**Problem details**
Reproduce the part of the material below verbatim, starting with the line containing "bbox: wooden privacy fence" and ending with the line containing "(293, 163), (420, 192)", both included.

##########

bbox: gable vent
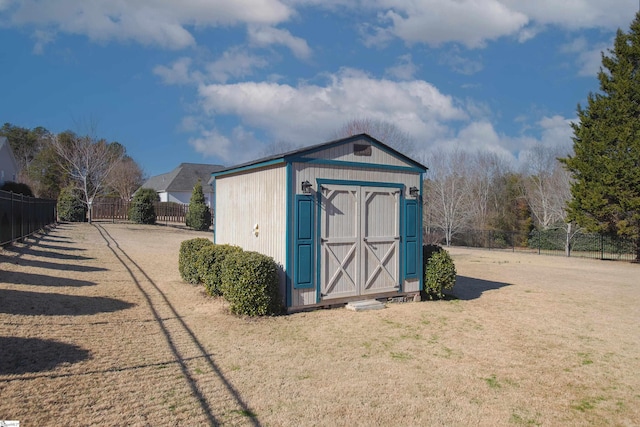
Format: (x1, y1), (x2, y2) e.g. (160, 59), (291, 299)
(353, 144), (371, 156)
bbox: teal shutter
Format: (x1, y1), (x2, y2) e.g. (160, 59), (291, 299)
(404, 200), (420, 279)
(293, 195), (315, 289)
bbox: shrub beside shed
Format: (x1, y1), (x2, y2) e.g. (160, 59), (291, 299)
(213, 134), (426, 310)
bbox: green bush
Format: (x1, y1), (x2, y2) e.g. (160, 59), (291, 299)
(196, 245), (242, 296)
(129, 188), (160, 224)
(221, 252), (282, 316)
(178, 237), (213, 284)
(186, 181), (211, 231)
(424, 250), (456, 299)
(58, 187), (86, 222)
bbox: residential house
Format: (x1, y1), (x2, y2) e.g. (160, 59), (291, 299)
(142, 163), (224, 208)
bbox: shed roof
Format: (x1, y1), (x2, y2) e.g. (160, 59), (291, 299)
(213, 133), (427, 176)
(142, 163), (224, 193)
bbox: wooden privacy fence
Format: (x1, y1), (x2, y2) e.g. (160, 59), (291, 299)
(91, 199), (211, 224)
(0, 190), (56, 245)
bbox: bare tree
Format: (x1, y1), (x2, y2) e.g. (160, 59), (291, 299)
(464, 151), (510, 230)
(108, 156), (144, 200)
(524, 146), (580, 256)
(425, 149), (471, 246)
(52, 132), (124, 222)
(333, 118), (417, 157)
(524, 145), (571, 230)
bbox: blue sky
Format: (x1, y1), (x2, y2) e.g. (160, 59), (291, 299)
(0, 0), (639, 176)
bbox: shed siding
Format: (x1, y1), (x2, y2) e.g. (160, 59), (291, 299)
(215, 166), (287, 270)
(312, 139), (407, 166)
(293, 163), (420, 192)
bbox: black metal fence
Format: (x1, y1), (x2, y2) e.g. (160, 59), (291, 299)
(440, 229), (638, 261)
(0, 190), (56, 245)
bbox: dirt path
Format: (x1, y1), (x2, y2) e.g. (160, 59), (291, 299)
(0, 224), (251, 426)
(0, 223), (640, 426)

##########

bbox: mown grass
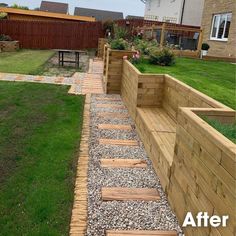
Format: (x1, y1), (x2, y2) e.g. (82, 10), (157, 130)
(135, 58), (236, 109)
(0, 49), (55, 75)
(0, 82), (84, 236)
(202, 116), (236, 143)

##########

**Result**
bbox: wooden privacy fence
Format: (x1, y1), (x2, y2) e.g. (160, 59), (291, 299)
(91, 199), (211, 224)
(0, 190), (56, 245)
bbox: bare tree
Format: (x1, y1), (x2, y2) e.g. (160, 59), (291, 299)
(464, 151), (510, 230)
(108, 156), (144, 200)
(524, 146), (580, 256)
(425, 149), (471, 246)
(52, 132), (124, 222)
(333, 118), (417, 157)
(524, 145), (571, 230)
bbox: blue sky
Format: (x1, y1), (x2, y2) e.g. (160, 59), (291, 299)
(0, 0), (639, 176)
bbox: shed siding
Format: (x1, y1), (x2, y2) e.g. (160, 59), (291, 299)
(215, 166), (287, 270)
(312, 139), (407, 166)
(293, 163), (420, 192)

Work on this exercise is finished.